* Material to process *
-.-.-

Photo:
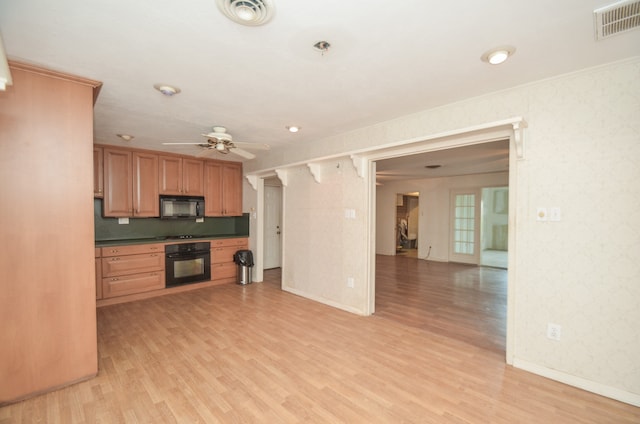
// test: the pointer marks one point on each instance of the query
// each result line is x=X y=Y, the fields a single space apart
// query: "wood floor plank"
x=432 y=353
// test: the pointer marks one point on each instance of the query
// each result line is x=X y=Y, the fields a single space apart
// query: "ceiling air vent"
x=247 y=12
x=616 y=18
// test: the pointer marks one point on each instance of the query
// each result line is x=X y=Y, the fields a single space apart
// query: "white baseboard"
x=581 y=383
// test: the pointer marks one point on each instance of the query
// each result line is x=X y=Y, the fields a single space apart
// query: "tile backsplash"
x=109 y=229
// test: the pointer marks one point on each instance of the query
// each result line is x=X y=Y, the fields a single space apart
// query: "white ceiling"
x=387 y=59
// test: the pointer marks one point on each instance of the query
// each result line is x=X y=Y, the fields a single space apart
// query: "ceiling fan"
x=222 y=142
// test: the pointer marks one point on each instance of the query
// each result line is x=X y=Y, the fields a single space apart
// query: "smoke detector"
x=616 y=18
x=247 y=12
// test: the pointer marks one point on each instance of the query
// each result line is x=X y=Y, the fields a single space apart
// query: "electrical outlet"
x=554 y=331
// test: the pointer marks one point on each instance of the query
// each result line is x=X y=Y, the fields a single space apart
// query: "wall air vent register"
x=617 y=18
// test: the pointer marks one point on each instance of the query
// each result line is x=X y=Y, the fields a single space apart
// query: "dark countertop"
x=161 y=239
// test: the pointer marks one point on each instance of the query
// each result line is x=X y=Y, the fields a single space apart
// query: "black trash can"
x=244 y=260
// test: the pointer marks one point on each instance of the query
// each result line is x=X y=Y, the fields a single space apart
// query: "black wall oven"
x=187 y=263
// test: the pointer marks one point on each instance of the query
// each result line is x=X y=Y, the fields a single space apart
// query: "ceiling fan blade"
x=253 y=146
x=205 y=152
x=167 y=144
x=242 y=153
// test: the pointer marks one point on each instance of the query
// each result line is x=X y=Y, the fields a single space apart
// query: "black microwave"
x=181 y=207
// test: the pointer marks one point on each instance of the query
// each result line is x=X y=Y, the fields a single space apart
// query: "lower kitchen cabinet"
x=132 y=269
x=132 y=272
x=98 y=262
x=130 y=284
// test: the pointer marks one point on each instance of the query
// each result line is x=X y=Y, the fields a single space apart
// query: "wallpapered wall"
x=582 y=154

-.-.-

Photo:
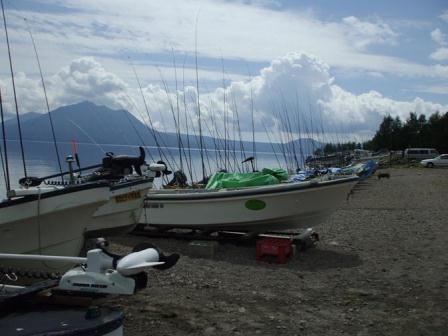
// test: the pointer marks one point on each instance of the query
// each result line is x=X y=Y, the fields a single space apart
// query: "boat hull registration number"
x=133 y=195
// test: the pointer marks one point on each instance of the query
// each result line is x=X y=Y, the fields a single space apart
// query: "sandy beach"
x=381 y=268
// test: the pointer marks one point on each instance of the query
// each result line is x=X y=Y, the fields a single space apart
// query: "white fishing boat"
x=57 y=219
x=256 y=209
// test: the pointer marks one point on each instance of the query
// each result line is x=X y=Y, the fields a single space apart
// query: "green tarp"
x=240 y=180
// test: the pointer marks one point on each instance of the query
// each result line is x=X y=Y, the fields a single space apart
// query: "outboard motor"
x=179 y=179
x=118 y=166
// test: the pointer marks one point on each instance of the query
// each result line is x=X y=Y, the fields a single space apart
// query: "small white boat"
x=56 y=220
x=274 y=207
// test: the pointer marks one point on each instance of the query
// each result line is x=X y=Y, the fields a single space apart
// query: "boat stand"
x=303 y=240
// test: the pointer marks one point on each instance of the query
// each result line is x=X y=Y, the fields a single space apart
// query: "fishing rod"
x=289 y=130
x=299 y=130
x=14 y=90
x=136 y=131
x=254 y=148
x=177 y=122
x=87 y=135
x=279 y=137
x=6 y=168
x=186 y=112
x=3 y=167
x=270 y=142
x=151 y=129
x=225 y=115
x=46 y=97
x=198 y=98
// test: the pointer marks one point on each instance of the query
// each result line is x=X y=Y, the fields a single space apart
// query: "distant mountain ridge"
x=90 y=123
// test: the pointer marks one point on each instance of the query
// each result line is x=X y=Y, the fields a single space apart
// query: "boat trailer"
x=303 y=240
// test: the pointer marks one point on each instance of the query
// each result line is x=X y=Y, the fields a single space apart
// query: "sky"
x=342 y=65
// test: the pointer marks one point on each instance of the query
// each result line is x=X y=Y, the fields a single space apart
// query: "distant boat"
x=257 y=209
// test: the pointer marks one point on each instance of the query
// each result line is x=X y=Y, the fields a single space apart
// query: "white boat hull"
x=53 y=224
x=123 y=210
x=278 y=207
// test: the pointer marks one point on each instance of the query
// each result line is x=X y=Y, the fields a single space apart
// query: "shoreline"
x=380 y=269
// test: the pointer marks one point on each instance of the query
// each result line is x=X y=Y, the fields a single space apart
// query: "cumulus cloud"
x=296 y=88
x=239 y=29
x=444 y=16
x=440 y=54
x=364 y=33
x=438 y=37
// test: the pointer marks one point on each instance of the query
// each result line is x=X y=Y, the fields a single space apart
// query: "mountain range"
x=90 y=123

-.-.-

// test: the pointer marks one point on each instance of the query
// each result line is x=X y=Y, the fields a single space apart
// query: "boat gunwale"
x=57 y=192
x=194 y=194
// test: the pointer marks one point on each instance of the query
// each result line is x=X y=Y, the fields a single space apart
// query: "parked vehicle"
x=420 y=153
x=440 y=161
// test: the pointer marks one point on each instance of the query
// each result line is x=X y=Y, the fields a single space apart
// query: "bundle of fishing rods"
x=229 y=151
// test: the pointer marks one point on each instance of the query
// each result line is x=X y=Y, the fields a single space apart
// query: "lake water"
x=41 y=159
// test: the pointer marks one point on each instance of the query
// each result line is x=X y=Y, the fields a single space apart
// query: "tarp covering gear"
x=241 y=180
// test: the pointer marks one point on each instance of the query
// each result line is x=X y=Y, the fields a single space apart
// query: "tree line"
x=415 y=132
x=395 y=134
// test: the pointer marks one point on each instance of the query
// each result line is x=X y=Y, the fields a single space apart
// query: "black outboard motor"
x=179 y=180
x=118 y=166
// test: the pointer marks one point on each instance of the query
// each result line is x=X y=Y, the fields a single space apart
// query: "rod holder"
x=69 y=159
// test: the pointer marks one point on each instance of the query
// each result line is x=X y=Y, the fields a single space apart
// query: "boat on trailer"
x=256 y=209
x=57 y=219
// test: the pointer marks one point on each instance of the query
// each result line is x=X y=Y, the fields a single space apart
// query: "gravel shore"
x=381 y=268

-.-.-

Tally how many lines in the records above contain the word "boat", and give only that number.

* Written answer *
9